WHAT THIS TASK INVOLVES:
Write the rows in the stretch from the line containing "phrase -- wristwatch" through the line containing "(1031, 757)" as a JSON list of strings, one string per line and no blank lines.

RECORDS FOR THIS TASK:
>>>>
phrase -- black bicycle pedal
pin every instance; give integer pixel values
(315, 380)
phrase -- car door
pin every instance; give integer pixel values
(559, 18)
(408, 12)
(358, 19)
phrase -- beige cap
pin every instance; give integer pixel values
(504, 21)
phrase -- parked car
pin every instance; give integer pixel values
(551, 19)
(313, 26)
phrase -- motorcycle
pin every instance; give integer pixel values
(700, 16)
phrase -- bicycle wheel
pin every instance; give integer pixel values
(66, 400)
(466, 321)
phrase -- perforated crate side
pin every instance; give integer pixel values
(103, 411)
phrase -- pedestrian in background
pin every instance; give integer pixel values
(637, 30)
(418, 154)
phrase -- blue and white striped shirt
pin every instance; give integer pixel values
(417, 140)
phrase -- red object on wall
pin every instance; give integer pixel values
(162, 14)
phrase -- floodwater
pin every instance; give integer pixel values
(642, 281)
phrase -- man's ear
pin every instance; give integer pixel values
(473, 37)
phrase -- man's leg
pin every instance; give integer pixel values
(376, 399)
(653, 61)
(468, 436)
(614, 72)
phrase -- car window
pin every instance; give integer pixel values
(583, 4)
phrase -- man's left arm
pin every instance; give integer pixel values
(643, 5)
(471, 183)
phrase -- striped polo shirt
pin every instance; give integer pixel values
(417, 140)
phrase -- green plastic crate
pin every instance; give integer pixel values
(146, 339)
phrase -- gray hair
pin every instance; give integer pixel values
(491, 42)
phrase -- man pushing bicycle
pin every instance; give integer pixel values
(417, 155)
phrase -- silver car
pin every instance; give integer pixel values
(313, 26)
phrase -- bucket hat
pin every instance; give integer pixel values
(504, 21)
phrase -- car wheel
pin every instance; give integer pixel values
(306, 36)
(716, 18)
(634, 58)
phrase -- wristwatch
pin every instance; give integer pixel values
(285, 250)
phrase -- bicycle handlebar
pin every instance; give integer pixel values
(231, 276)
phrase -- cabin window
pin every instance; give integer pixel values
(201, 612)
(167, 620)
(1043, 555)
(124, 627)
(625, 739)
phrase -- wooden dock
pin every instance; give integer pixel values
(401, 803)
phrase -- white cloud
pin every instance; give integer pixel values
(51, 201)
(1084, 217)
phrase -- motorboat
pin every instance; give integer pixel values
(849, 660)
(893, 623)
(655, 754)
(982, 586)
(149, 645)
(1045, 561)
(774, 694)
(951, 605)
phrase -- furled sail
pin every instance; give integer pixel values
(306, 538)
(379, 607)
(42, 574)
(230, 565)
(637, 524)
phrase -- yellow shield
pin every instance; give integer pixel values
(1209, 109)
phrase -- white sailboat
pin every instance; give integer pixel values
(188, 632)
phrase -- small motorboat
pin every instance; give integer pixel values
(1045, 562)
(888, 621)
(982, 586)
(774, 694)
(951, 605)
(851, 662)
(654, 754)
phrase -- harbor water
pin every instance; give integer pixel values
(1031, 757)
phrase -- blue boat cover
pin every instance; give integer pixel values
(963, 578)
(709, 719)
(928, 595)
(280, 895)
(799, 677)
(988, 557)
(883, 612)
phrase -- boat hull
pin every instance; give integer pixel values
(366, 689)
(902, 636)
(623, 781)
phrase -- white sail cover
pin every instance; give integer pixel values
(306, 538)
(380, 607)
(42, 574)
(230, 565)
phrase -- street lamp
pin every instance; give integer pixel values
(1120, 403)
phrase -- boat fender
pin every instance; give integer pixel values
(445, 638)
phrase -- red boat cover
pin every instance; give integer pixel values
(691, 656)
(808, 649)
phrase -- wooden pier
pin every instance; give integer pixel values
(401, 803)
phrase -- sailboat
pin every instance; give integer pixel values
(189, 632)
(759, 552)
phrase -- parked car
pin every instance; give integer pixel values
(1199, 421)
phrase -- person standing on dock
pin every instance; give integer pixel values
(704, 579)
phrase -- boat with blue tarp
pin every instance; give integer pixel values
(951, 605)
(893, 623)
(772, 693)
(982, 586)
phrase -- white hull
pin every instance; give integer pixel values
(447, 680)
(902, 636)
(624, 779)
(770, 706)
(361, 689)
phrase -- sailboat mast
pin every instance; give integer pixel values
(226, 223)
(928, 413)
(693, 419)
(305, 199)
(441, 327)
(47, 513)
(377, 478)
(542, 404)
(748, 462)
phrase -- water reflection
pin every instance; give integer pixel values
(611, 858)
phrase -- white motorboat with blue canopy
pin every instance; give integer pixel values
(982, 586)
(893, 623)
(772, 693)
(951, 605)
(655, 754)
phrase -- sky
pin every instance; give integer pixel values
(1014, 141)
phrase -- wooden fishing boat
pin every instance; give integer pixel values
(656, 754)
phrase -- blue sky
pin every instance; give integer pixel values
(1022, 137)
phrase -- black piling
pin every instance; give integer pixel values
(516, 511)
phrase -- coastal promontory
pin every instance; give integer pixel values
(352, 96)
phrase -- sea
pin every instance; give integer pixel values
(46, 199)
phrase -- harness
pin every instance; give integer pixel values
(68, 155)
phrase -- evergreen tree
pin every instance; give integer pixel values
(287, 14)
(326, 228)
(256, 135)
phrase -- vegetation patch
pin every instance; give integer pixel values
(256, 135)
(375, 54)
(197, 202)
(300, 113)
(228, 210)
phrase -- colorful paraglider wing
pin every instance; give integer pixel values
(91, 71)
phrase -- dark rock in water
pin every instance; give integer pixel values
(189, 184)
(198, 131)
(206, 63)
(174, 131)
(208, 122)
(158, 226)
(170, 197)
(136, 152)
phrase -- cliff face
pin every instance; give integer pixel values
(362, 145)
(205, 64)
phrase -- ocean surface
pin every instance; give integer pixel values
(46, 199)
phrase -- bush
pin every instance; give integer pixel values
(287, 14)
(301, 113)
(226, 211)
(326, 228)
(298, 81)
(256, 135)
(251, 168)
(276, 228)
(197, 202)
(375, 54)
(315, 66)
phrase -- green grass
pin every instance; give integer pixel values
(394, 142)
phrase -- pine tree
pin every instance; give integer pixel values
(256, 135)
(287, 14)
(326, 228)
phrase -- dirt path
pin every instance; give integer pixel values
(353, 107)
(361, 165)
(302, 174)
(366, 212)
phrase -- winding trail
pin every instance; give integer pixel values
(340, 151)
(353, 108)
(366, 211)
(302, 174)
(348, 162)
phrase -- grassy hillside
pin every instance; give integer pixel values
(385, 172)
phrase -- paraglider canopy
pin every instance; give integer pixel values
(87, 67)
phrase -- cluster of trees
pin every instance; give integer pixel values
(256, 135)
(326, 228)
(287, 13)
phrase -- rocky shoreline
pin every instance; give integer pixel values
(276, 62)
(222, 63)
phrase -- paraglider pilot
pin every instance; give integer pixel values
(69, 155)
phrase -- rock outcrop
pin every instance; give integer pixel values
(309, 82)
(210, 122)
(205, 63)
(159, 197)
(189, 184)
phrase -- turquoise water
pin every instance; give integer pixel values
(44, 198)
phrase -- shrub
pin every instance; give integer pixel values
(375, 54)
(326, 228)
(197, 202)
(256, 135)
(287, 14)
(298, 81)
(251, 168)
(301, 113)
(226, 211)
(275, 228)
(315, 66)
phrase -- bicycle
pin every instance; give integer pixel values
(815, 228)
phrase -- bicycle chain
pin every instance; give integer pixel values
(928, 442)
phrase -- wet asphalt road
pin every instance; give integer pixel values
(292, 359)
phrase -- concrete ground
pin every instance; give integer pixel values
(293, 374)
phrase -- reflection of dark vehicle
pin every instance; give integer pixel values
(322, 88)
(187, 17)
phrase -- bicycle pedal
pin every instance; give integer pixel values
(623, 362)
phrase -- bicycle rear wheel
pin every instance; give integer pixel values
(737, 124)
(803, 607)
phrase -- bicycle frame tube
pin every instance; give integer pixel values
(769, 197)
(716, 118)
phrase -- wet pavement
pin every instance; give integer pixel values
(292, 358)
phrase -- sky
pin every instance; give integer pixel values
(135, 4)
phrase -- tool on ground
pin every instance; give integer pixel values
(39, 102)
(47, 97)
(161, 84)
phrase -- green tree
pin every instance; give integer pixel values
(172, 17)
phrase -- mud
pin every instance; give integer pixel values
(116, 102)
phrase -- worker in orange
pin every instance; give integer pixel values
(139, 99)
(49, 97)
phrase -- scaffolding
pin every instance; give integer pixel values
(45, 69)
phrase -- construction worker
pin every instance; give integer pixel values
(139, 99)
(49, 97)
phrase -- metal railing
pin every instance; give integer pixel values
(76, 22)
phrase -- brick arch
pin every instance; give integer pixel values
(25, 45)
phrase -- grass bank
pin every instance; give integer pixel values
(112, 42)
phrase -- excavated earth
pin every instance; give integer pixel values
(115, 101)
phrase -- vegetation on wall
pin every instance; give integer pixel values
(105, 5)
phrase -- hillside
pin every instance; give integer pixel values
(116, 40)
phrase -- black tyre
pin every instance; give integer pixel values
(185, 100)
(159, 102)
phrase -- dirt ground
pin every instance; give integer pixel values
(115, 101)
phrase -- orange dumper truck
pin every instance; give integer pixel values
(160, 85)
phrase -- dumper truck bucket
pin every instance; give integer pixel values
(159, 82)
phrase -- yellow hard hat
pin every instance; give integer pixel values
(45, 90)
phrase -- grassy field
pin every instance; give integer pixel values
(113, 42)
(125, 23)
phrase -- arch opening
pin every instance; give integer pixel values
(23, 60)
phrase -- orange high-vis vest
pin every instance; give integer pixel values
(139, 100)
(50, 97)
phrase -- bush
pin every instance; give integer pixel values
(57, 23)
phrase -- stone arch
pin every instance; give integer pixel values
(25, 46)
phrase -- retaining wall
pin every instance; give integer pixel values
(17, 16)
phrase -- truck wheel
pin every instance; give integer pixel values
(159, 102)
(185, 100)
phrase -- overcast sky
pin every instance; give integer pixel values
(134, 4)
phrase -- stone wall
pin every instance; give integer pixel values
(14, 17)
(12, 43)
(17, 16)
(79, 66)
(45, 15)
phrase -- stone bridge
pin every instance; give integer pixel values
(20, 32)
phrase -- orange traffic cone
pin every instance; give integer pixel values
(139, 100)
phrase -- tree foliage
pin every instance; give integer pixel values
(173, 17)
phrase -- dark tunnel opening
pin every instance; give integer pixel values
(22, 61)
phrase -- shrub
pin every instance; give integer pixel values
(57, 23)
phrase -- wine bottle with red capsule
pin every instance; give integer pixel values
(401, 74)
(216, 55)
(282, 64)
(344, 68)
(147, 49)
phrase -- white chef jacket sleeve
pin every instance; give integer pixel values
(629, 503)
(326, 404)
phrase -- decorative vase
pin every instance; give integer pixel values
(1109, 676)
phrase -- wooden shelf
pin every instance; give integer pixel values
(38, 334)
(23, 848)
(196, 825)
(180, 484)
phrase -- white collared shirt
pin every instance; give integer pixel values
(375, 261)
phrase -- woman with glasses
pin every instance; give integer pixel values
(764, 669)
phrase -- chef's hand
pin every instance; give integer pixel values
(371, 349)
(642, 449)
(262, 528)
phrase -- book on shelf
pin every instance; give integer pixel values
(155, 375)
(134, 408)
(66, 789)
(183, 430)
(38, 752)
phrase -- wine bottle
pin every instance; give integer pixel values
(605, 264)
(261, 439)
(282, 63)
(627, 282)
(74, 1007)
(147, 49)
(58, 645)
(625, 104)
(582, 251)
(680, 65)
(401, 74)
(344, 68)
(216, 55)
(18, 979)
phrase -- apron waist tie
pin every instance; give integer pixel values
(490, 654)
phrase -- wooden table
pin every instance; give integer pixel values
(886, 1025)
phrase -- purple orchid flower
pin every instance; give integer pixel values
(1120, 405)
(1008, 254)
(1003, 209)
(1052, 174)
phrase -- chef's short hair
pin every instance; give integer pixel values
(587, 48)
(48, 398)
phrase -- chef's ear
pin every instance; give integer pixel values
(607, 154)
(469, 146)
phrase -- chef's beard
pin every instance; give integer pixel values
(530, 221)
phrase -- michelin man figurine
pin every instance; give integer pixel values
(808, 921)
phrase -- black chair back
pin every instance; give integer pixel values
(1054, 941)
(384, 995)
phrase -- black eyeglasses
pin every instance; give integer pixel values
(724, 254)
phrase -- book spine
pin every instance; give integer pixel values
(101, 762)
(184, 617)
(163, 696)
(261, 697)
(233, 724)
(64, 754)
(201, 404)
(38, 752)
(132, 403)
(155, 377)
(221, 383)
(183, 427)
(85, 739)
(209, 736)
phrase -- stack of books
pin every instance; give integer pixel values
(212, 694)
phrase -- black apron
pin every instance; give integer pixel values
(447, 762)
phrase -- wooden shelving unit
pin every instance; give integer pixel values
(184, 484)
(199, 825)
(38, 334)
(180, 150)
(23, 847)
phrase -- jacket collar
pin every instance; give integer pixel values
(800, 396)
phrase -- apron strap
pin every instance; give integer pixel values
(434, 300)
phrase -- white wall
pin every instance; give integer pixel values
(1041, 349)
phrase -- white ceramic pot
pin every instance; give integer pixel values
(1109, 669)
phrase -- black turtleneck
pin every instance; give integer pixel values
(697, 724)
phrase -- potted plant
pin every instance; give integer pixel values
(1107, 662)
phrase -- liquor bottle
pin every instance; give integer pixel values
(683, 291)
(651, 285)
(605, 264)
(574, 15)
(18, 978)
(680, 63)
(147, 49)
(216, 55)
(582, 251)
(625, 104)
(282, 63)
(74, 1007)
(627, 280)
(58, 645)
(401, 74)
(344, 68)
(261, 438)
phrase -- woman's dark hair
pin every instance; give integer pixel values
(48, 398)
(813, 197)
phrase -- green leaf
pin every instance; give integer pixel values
<<<<
SOLUTION BELOW:
[
  "phrase -- wristwatch",
  "pin every instance; give integer pixel values",
  "(285, 250)",
  "phrase -- bicycle handlebar",
  "pin every instance; give integer pixel values",
  "(231, 276)",
  "phrase -- cabin window",
  "pin every instance; give integer pixel values",
  "(201, 612)",
  "(167, 620)",
  "(1043, 555)",
  "(124, 627)",
  "(625, 739)",
  "phrase -- wooden dock",
  "pin every instance; give integer pixel values",
  "(401, 803)",
  "phrase -- white cloud",
  "pin every instance; give integer pixel values",
  "(51, 201)",
  "(1084, 217)",
  "phrase -- motorboat",
  "pin every instance; give integer pixel values",
  "(849, 660)",
  "(893, 623)",
  "(655, 754)",
  "(982, 586)",
  "(149, 645)",
  "(1045, 561)",
  "(774, 694)",
  "(951, 605)",
  "phrase -- furled sail",
  "pin every instance; give integer pixel values",
  "(306, 538)",
  "(379, 607)",
  "(42, 574)",
  "(230, 565)",
  "(637, 524)",
  "phrase -- yellow shield",
  "pin every instance; give integer pixel values",
  "(1209, 109)",
  "phrase -- white sailboat",
  "pin every instance; give integer pixel values",
  "(188, 632)",
  "phrase -- small motorboat",
  "pin every instance; give integer pixel values",
  "(1045, 562)",
  "(888, 621)",
  "(982, 586)",
  "(774, 694)",
  "(951, 605)",
  "(851, 662)",
  "(654, 754)",
  "phrase -- harbor water",
  "pin every instance; give integer pixel values",
  "(1031, 757)"
]